## TEXTE PROPOSÉ
31Conçu dans l’urgence pour répondre aux critiques adressées à APB, Parcoursup a également permis aux responsables politiques de déléguer à toutes les formations, y compris universitaires, l’entière responsabilité du classement des vœux. Cette délégation conforte l’autonomie des universités en matière de sélection mais surtout celle des établissements les plus réputés et des formations les plus attractives, les autres devant se contenter d’accueillir sans faire de distinction les jeunes qui se tournent vers eux. Les critères que ces formations privilégient dans la sélection, couplés avec la faible portée des dispositifs compensatoires qu’elles ont mis en œuvre, ne laissent en rien augurer une réduction significative des inégalités entre les groupes sociaux. Tout au moins peut-on espérer qu’avec divers dispositifs d’« ouverture sociale », cette plateforme favorise l’accès et la réussite dans le supérieur d’un petit nombre d’individus « méritants » mais lésés par leur socialisation familiale et leurs parcours scolaires antérieurs (van Zanten, 2010 ; Rochex, 2011).
Convergences et divergences dans les pratiques de deux universités franciliennes
32Le système éducatif français se caractérisant par un grand écart entre les réformes décidées au niveau national et leurs traductions locales (van Zanten, 2006), il est essentiel pour évaluer les effets des plateformes, et plus spécifiquement de Parcoursup, de s’intéresser à sa mise en œuvre à l’échelle des établissements. Pour cela, il faut en outre tenir compte de la stratification universitaire car si la différenciation du système d’enseignement supérieur français est régulièrement réduite à la dualité universités/grandes écoles, ces deux sous-champs sont eux-mêmes traversés de différences significatives entre les établissements, tant en termes de prestige que d’attractivité (Frouillou, 2017). Notre analyse est centrée sur les formations scientifiques, non saturées, de deux universités, Pariphérie et Paris-Monde, très contrastées sur ces deux plans. Selon les responsables interviewés, si Pariphérie se caractérise par un sureffectif d’étudiants, celui-ci est lié à l’importance du boom démographique des années 2000 particulièrement fort dans le département, et à l’afflux de candidats dont nos informateurs, à partir du constat d’une grosse déperdition d’étudiants en cours de première année (L1), pensent que « les trois-quarts ne veulent spécifiquement pas venir là ». À l’inverse, Paris-Monde attire des étudiants correspondant à ses attentes, ce que nos enquêtés attribuent à son identité revendiquée d’« université intensive en recherche », ainsi qu’à une position géographique avantageuse au cœur de Paris.

## TÂCHE À RÉALISER
Prolongez le texte sur Parcoursup et les deux universités franciliennes en reprenant après sa dernière phrase.

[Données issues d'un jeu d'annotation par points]
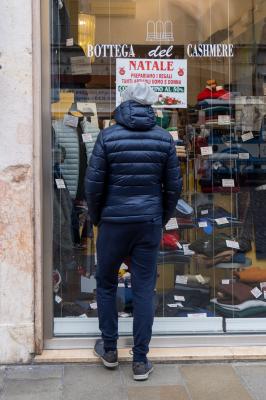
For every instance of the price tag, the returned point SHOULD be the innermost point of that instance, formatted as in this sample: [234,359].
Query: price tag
[187,251]
[226,281]
[60,184]
[124,315]
[70,120]
[199,315]
[204,212]
[232,244]
[247,136]
[206,151]
[224,119]
[87,137]
[228,183]
[70,42]
[179,298]
[182,279]
[256,292]
[243,156]
[221,221]
[203,224]
[58,299]
[175,305]
[172,224]
[200,279]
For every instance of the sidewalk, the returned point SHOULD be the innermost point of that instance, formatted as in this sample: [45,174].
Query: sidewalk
[201,381]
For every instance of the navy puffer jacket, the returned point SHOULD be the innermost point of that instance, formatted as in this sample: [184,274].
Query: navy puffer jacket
[133,175]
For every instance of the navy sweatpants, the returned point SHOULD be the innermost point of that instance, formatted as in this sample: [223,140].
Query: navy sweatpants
[115,242]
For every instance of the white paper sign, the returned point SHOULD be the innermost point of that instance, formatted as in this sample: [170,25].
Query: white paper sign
[221,221]
[60,184]
[203,224]
[167,77]
[247,136]
[199,315]
[70,120]
[206,151]
[182,279]
[187,251]
[243,156]
[224,119]
[87,137]
[228,182]
[204,212]
[172,224]
[232,244]
[179,298]
[256,292]
[226,281]
[70,42]
[200,279]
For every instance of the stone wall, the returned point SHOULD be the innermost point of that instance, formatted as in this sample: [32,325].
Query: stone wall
[16,183]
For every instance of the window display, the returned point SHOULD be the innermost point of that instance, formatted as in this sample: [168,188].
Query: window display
[212,256]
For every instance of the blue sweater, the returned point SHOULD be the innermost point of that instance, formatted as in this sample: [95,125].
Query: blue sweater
[134,174]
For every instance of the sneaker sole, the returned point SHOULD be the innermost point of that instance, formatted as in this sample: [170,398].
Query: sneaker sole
[143,377]
[106,363]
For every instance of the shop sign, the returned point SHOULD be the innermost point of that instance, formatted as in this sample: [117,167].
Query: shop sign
[168,78]
[210,50]
[125,51]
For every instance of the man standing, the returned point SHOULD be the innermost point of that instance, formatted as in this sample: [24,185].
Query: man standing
[132,187]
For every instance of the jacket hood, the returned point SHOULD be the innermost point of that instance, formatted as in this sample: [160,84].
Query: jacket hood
[135,116]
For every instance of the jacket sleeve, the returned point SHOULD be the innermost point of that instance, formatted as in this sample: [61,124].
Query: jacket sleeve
[95,180]
[172,183]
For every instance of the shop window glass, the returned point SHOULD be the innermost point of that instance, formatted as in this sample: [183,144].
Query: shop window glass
[212,258]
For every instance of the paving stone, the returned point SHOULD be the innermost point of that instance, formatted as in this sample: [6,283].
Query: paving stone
[92,382]
[45,389]
[171,392]
[162,375]
[34,372]
[209,382]
[253,377]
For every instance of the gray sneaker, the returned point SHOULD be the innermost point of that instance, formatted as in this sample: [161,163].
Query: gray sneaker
[109,358]
[142,370]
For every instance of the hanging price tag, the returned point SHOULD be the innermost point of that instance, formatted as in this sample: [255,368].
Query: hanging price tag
[203,224]
[179,298]
[204,212]
[256,292]
[58,299]
[182,279]
[70,120]
[200,279]
[70,42]
[228,183]
[206,151]
[243,156]
[247,136]
[232,244]
[221,221]
[60,184]
[172,224]
[224,119]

## RÉSULTAT ATTENDU
Des appropriations locales variées du principe de sélection
33Pour s’assurer de l’appropriation par les universités de Parcoursup et des dispositions de la loi ORE, le gouvernement a cherché à concilier l’octroi d’une plus grande autonomie en matière de sélection, cohérente avec l’orientation libérale de la loi précédente relative aux Libertés et responsabilités des universités, avec un mécanisme plus dirigiste. La loi ORE prévoit en effet que les taux de réussite et d’insertion professionnelle soient dorénavant pris en compte dans la définition des capacités d’accueil des formations. Un sénateur de l’opposition résume ainsi la situation :
Il y a certes une autonomie des universités, […] mais le ministère se garde suffisamment de moyens de pression budgétaire, et en postes, pour imposer aux universités qui ne le souhaiteraient pas de respecter l’esprit de la réforme. (Sénateur du Groupe communiste républicain citoyen et écologiste, 25 mars 2019.)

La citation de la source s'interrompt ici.